Source excerpt.
· · ·

Damian Bellón (born 28 August 1989 in St. Gallen) is a former Swiss footballer and current football manager. He is the current coach of Thai League 3 club Young Singh Hatyai United. 

Bellón spent time in the academies of FC St. Gallen and English Premier League side Aston Villa, and appeared for the Switzerland U-21 as a youth player. In his professional career he played for a number of sides in his home country of Switzerland, Greece, and Thailand, before becoming a coach at Ranong United, MOF Customs United,  Phitsanulok and Samutsongkhram.

Career 

Damian moved on 11 July 2006 with his twin brother Yagó Bellón from FC St. Gallen to Aston Villa. On 7 July 2008, Bellón announced he was leaving Aston Villa to head to Liechtenstein to play for FC Vaduz of the Swiss Super League.

Damian moved in July 2012 to Veria, a Greek team currently playing in the Greek Super League where he made seven appearances. He could not settle himself so, during the winter transfer window, on 31 January 2013 Damian Bellon joined Panetolikos on a 1.5-year contract. Panaitolikos is currently part of the Greek Football League

On 25 January 2014 Bellon signed a 6-month contract going on loan to Aiginiakos.

· · ·

Coordinate annotation records:
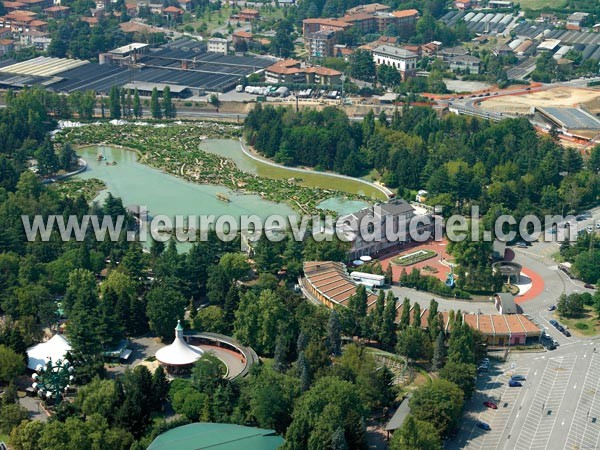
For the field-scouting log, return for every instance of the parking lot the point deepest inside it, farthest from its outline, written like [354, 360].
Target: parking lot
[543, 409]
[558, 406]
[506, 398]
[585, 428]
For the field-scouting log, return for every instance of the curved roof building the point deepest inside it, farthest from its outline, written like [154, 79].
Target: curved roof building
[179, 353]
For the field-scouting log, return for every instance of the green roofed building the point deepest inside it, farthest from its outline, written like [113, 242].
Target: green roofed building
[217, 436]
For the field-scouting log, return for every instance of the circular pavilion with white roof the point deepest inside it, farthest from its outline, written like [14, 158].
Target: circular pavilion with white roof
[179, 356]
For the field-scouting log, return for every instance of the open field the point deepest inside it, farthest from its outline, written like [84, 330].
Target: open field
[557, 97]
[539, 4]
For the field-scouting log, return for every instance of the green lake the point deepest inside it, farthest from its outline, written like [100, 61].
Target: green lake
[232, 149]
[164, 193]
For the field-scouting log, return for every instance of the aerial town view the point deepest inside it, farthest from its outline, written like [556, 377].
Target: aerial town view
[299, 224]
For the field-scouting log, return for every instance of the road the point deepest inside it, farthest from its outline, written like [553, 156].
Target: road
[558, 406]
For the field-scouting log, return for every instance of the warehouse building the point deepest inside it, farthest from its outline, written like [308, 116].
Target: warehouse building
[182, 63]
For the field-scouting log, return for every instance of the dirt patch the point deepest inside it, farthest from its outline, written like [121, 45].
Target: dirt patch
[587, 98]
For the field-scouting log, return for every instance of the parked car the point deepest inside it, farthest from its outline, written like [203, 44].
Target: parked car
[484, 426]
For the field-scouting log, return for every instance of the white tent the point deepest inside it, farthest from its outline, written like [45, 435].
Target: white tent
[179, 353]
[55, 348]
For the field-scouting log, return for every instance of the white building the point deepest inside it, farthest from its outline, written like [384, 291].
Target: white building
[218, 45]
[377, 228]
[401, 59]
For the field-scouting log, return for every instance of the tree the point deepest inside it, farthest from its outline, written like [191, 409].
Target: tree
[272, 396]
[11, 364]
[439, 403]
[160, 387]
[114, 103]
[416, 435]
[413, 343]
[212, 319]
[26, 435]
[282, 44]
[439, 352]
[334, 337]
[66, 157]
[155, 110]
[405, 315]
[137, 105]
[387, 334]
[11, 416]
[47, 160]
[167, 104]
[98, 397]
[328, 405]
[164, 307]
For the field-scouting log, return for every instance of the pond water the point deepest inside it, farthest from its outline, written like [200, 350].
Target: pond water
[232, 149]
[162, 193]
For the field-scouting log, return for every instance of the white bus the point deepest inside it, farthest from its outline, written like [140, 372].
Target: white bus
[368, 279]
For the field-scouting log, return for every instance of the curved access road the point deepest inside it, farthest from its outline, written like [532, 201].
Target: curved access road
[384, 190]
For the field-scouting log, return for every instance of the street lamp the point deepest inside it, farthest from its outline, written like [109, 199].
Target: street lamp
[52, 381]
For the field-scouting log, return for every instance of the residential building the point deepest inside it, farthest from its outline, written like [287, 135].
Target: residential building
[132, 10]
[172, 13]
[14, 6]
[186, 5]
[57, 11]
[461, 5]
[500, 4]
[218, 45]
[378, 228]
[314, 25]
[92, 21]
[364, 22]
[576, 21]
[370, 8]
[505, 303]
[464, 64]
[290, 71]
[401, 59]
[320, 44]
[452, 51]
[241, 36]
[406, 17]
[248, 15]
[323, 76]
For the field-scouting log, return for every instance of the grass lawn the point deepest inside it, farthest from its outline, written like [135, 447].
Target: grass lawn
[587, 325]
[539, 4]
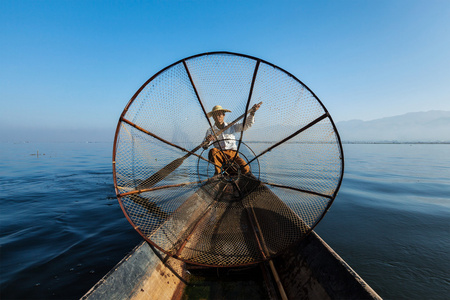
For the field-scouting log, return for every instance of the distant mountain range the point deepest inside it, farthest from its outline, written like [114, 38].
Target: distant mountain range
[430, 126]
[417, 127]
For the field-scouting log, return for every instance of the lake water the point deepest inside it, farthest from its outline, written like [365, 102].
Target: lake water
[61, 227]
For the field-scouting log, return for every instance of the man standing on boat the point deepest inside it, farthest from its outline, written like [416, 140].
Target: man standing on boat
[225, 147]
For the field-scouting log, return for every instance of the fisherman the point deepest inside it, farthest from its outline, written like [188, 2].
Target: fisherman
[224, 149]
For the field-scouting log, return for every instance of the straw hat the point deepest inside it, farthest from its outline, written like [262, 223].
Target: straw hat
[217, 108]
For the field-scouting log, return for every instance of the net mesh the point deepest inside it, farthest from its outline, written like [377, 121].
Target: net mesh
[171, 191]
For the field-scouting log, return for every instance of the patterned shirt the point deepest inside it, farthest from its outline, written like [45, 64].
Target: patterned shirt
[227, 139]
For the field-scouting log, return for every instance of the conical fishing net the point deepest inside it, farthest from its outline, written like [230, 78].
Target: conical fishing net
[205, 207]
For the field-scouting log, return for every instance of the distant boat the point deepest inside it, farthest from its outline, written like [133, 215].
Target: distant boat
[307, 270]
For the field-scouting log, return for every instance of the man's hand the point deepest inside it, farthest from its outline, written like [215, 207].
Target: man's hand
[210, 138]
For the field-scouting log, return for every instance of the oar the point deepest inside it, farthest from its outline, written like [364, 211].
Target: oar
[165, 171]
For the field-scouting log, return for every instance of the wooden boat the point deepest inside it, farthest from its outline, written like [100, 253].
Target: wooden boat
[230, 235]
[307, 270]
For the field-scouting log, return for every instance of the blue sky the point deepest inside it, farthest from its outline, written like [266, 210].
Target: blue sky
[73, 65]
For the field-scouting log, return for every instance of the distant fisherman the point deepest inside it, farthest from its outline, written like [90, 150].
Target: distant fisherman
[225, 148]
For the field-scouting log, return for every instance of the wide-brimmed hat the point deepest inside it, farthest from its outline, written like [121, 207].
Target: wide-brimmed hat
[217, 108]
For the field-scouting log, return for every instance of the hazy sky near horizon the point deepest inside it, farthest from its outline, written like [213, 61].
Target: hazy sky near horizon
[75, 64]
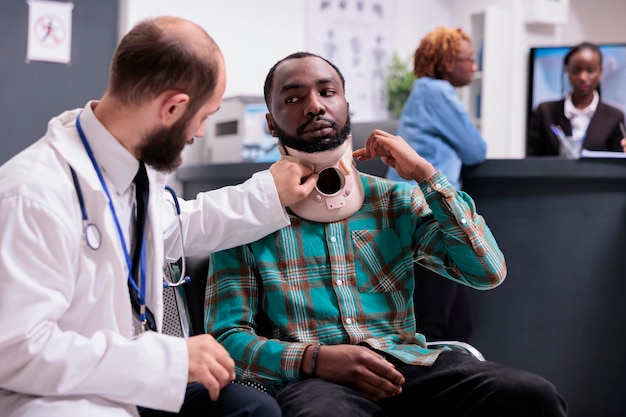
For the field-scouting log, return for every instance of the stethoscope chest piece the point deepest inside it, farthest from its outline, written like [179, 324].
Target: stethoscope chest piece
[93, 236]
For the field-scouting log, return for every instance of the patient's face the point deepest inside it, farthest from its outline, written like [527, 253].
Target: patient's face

· · ·

Problems.
a) Render the records as a Markdown table with the columns Row and Line, starting at the line that contains "like [213, 61]." and running through the end of the records. Number each line, skip blank lines, and leave the pictures out.
b) Write the next part of the Damian Bellón biography, picking up after its final sentence.
The records have no connection to the Damian Bellón biography.

Answers per task.
a)
| Row | Line |
|---|---|
| 1 | For the field-scouting log, return for every instance of the hazy sky near horizon the point deepest inside it, farthest from its outline, written like [213, 61]. |
| 2 | Target: hazy sky near horizon |
| 3 | [75, 64] |
| 4 | For the field-scouting log, return for every instance of the stethoscope chest piece the point deepest inside it, farthest from its outline, written like [179, 324]. |
| 5 | Target: stethoscope chest piece |
| 6 | [93, 236] |
| 7 | For the field-scouting log, return for every instance of the patient's face the point deepest inside it, farthest from its outline, written like [527, 253]. |
| 8 | Target: patient's face |

b)
Bellón later moved to Thailand to play professionally with spells at Saraburi, Chiangmai before becoming the first team coach at Ranong United in Thai League 3 in October 2018.

He was appointed on April 19, 2021 as head coach for MOF Customs United. after a successful first season on Thai League 2 with Ranong United.

Personal life 

Bellón has represented Switzerland at both Under 17 and Under 19 level. He is of Spanish descent and is the twin brother of retired football player Yagó Bellón. After retirement from football, Yagó commented how their father was incredibly strict and had made him and Damian train in isolation daily from a young age to achieve a professional contract, to the detriment of their school work and social life.

References

External links
FC Vaduz profile
football.ch profile
 Damian Bellón Interview

1989 births
Living people
Swiss men's footballers
Swiss Super League players
FC St. Gallen players
Grasshopper Club Zürich players
FC Vaduz players
Swiss expatriate footballers
Swiss expatriate sportspeople in Liechtenstein
Expatriate footballers in Liechtenstein
Swiss people of Spanish descent
Aston Villa F.C. players
Panetolikos F.C. players
Swiss expatriates in Liechtenstein
Swiss twins
Twin sportspeople
Sportspeople from St. Gallen (city)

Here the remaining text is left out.